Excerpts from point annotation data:
---
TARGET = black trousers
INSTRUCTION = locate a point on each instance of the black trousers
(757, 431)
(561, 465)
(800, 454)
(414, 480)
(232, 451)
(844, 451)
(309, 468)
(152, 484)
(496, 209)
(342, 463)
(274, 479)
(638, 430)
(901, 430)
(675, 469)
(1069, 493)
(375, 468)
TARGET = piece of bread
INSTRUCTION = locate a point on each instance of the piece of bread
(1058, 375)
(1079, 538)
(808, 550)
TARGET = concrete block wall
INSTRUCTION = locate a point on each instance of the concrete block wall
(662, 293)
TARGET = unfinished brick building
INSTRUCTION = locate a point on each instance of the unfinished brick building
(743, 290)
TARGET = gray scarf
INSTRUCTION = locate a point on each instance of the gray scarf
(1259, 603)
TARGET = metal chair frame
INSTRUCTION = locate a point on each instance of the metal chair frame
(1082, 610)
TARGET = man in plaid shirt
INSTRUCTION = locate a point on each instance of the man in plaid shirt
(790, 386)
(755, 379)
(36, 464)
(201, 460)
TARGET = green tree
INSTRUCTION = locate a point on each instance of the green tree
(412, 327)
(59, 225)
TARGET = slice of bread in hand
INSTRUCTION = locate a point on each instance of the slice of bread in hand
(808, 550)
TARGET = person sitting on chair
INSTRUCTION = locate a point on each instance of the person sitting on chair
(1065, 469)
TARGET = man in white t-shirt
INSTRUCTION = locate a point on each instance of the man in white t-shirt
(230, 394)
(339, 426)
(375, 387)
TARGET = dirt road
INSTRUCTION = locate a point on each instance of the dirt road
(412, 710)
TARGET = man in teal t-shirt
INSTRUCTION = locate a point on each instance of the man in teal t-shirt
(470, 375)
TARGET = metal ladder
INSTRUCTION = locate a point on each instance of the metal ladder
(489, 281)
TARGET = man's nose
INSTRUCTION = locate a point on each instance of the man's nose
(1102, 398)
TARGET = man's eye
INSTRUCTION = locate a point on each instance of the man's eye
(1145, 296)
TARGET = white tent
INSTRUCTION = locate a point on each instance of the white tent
---
• Objective:
Please arrange every line of the listing above as a Markdown table with the columns "Row" and "Line", numbering the rows in order and skipping any blank lines.

• Expected answer:
| Row | Line |
|---|---|
| 1 | TARGET = black trousers |
| 2 | INSTRUCTION = locate a point on each instance of the black trousers |
| 3 | (757, 431) |
| 4 | (561, 465) |
| 5 | (800, 454) |
| 6 | (414, 480) |
| 7 | (232, 451) |
| 8 | (844, 451) |
| 9 | (309, 468) |
| 10 | (152, 484) |
| 11 | (496, 209) |
| 12 | (342, 463) |
| 13 | (274, 479) |
| 14 | (638, 430) |
| 15 | (901, 430) |
| 16 | (675, 469) |
| 17 | (1069, 493) |
| 18 | (375, 468) |
| 19 | TARGET = piece of bread |
| 20 | INSTRUCTION = locate a point on each instance of the piece of bread |
| 21 | (1058, 375) |
| 22 | (1079, 538) |
| 23 | (808, 550) |
| 24 | TARGET = concrete block wall |
| 25 | INSTRUCTION = locate a point on each instance of the concrete block wall |
| 26 | (662, 293) |
| 27 | TARGET = unfinished brick building |
| 28 | INSTRUCTION = locate a point on each instance of the unfinished brick building |
| 29 | (743, 290) |
| 30 | TARGET = gray scarf |
| 31 | INSTRUCTION = locate a point on each instance of the gray scarf |
| 32 | (1259, 603) |
| 33 | TARGET = metal chair frame |
| 34 | INSTRUCTION = locate a point on each instance of the metal chair frame |
| 35 | (1082, 610) |
| 36 | TARGET = man in plaid shirt |
| 37 | INSTRUCTION = locate a point on each instance of the man in plaid shirt |
| 38 | (790, 386) |
| 39 | (755, 379) |
| 40 | (36, 464) |
| 41 | (201, 460) |
| 42 | TARGET = green tree |
| 43 | INSTRUCTION = locate a point on each instance of the green tree |
| 44 | (412, 327) |
| 45 | (59, 225) |
| 46 | TARGET = slice of bread in hand |
| 47 | INSTRUCTION = locate a point on each instance of the slice of bread in hand |
| 48 | (808, 550) |
| 49 | TARGET = person sitting on chair |
| 50 | INSTRUCTION = locate a point on each instance of the person sitting on chair |
| 51 | (1065, 469) |
| 52 | TARGET = man in white t-shirt |
| 53 | INSTRUCTION = locate a point on each instance of the man in white t-shirt |
| 54 | (230, 394) |
| 55 | (339, 426) |
| 56 | (375, 387) |
| 57 | TARGET = dirt road |
| 58 | INSTRUCTION = locate a point on each instance of the dirt road |
| 59 | (412, 710) |
| 60 | TARGET = man in teal t-shirt |
| 61 | INSTRUCTION = locate a point on each instance of the man in teal t-shirt |
| 62 | (470, 375) |
| 63 | TARGET = metal ladder |
| 64 | INSTRUCTION = locate a point on each instance of the metal ladder |
| 65 | (489, 281) |
| 66 | TARGET = man's nose |
| 67 | INSTRUCTION = locate a point on each instance of the man's nose |
| 68 | (1102, 398) |
| 69 | TARGET = man's eye |
| 70 | INSTRUCTION = locate a point on each instance of the man's eye |
| 71 | (1145, 296) |
| 72 | TARGET = white tent |
| 73 | INSTRUCTION = locate a point on each instance of the white tent |